INSTRUCTION =>
Update each of the entries below by replacing "wildlife camera-trap tally" with "bathroom fixture inventory" and keeping all other wording unchanged. Leave the pictures out of your answer.

MATERIAL FOR THIS EXERCISE =>
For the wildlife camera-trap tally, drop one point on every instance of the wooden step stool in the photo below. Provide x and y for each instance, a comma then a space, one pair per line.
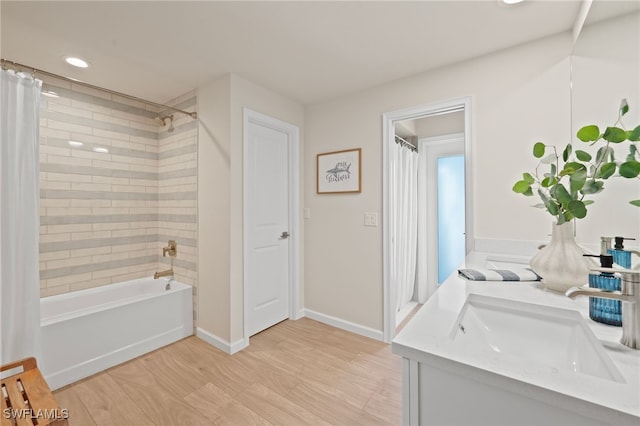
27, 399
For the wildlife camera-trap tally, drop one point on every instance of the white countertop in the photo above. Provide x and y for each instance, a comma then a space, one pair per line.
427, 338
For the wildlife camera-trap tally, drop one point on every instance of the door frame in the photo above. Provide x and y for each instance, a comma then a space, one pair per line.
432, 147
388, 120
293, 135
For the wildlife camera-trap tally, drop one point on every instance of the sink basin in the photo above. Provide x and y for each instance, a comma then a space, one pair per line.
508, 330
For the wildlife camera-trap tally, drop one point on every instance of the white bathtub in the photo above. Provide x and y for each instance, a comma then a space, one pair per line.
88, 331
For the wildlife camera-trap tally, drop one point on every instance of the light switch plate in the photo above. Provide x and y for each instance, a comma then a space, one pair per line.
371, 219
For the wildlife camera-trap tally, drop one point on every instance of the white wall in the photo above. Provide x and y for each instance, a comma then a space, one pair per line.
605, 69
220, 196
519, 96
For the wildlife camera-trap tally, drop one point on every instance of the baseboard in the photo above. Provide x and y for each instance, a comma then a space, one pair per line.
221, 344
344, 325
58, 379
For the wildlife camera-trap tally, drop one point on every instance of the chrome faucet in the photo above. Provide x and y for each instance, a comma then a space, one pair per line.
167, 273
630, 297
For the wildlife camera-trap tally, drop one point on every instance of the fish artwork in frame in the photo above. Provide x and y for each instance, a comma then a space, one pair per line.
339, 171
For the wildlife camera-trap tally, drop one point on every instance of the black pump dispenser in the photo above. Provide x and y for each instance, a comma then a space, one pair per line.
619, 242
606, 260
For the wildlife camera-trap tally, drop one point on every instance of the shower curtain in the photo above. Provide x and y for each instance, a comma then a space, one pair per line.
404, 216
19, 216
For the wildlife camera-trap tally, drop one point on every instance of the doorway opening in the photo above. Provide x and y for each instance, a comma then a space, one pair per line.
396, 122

PROBLEM SOLUTION =>
For the bathroom fixture inventory, drop one point on every instance of the wooden step stool in the photo below. Provide x and y for each instance, a comma then a space, one pair per line.
27, 399
For the bathroom fixture inventory, drop one point on every instance of the white countertop in the photo above. Provide x and y for each instance, a comma then a space, one pair per line.
427, 338
For the bathroom fixture inventory, drop one point on every instance of the door frame in the photo above. Provide x and y for each instance, a comma then a space, one pair per line.
432, 147
388, 120
293, 135
For the bathroom fixture inventory, drop one point on every instance of the sink basin in the photo above. Provide x and y for each instance, a comma then a space, one pair per line.
508, 330
For the bathroom fixture inventory, drop one point on every instance of the white bathtub in the photo above. Provide x and y for each instance, a comma then a space, one pair per line.
88, 331
For the bathroom fixture inventory, drop one point on every instance of the light switch plate in the photo above. Provide x and y for each instance, a comma then a space, one pair per line.
371, 219
For the bathroom fixture inventory, drop one point on every instance of the white wall in the photo above. Provide x and y for each instance, a comma then a space, one pair per line.
605, 69
220, 196
519, 96
For the bathroom fixture inventory, drop one point on every instance of the baseboard in the photo above. Provide x and y for each instance, a comma then a space, one pair per line.
221, 344
344, 325
58, 379
For the bathroom fixture inventory, drop one point on every instance of the chrome faucet in the photo above. Provide x and y for each instance, a comma then a space, one pair per line.
167, 273
630, 297
For the bathroom fixture inventory, drop one point on every instance of the fish artwork in frame in the photo above. Provide x and y for each instance, a comma then a space, one pair per line.
339, 171
For the bathroom fixture inventory, drop one point on every instance of the black pump dispenser in the photo above. Provide x and y for each instance, a comma then a space, one pair per line.
619, 242
606, 260
For the bathroom fixture inventory, drop one point on every instance of the shower curtain in the photo above. Provide x and y for each instance, a comma then a space, one pair per line.
404, 216
19, 216
For the bathroom fixture inventory, drop one point on every instance of the doorway opening in the photo above. Provide x and y for each instance, a comma then a space, one pair per line.
396, 122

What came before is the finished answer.